__INSTRUCTIONS TO FOLLOW__
Please report every line below that contains the word "instance", copying each such line in full.

__DATA FOR THE TASK__
>> Begin
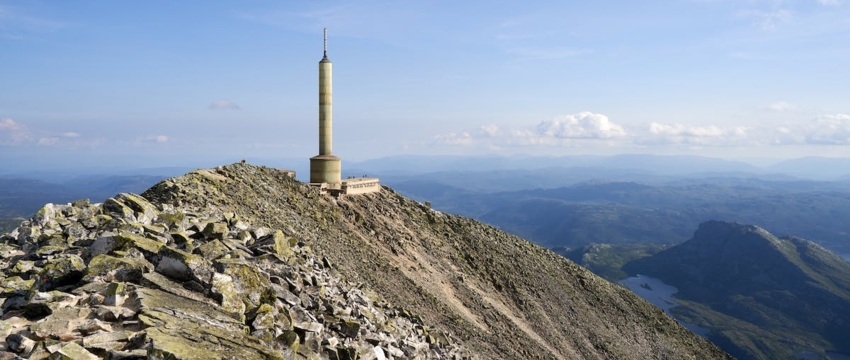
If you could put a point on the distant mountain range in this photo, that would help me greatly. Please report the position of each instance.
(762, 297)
>> End
>> Begin
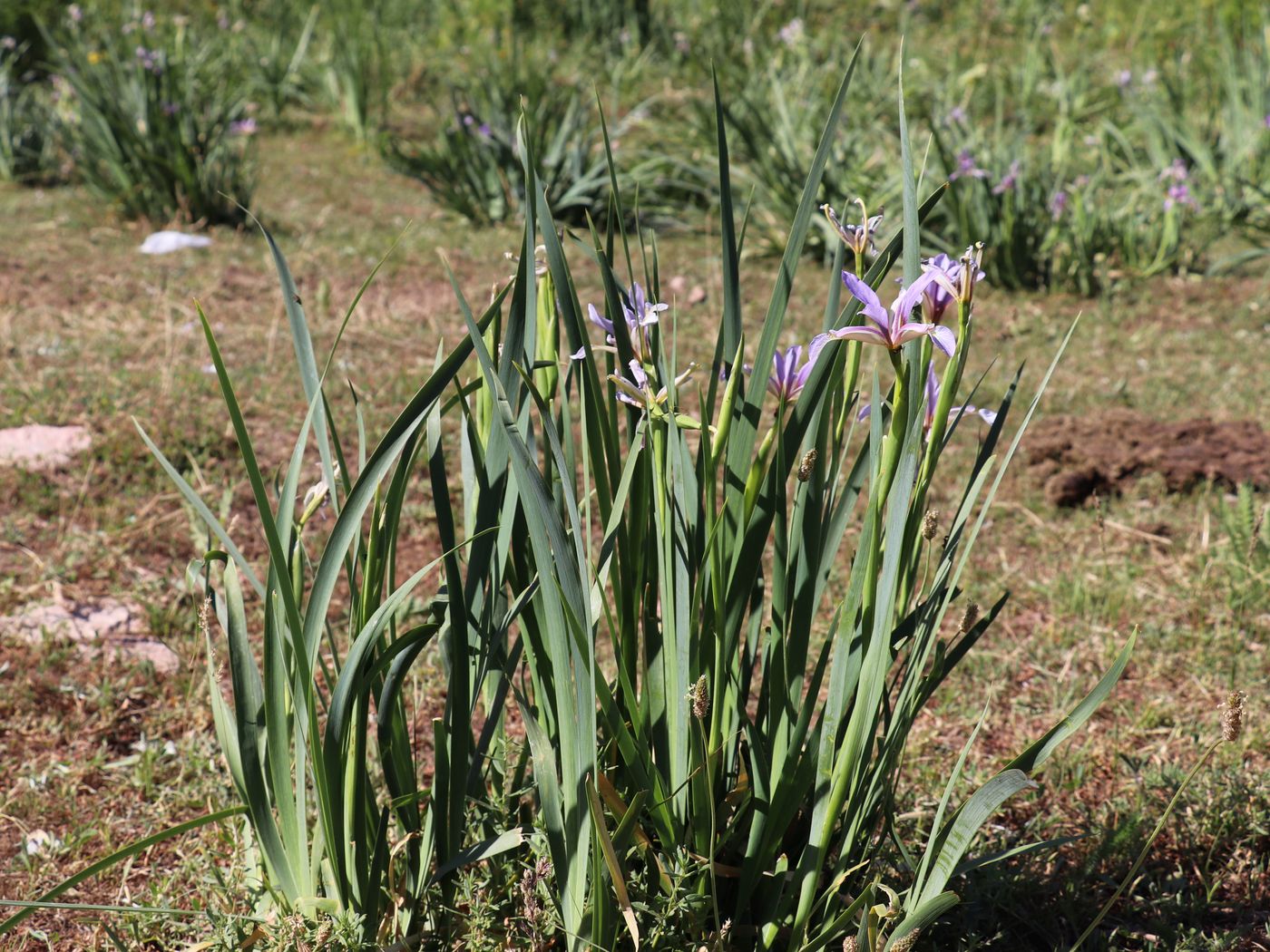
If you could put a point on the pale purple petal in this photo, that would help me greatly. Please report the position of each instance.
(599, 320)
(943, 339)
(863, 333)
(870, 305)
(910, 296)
>> End
__EXERCISE ANSWER__
If you could put a point on the distant mountain range in this photo, that would help me greatly. Please report the position of each instance.
If you could put a point on the pale purple petal in this photo, that would help me greatly. Please report the position of each instance.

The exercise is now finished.